> [PROBLEM STATEMENT] Could you print, word for word, the part of the route description below that opens with the words containing "Protection Suggest change" and closes with "poorly protected section."?

--- START PASSAGE ---

Start up the prominent arete leading up the northeast side of Proto Pipe. There are two bolts down relatively low, just above the easy to get to ledge, to help you locate the climb and protect the initial stretch of the arete. Stay on the crest of the arete and climb through tricky gear and some slight runout with moderate climbing to get to a small nut protected committing bulge/roof move. This is the crux. You've got good gear at your feet and if you've got the right size nut it should be bomber. Getting there is not for the timid though as it's a bit runout on slightly crunchy rock above the last bolt. Once above the crux it's mellower climbing with ample protection, but use your long slings to avoid rope drag as it's a long way to the top. The anchor will become visible once you go through the last wide crack chimney system.

Two bolt anchor with quick links and chain links in place. Single rope rap west to the base of the Proto Pipe climb start. You can also traverse around the top of this spire to get onto the anchors for Proto Pipe.

Location Suggest change

The northeast arete of the Proto Pipe massif. Walk straight south from the base of Totem Pole to get to the start of this.

Protection Suggest change

Double rack of cams, with some small ones for sure, plenty of long draws, at least a few small nuts (BD #3, I believe) like you'd take for the top of Totem Pole. 4 bolts help you through the lower, poorly protected section.

--- END PASSAGE ---
--- START DATA SECTION ---

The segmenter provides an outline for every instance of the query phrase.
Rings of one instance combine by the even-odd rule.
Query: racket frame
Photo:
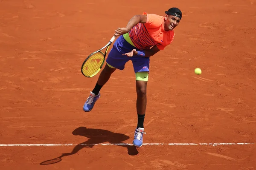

--- END DATA SECTION ---

> [SOLVED PROBLEM]
Protection Suggest change

Double rack of cams, with some small ones for sure, plenty of long draws, at least a few small nuts (BD #3, I believe) like you'd take for the top of Totem Pole. 4 bolts help you through the lower, poorly protected section.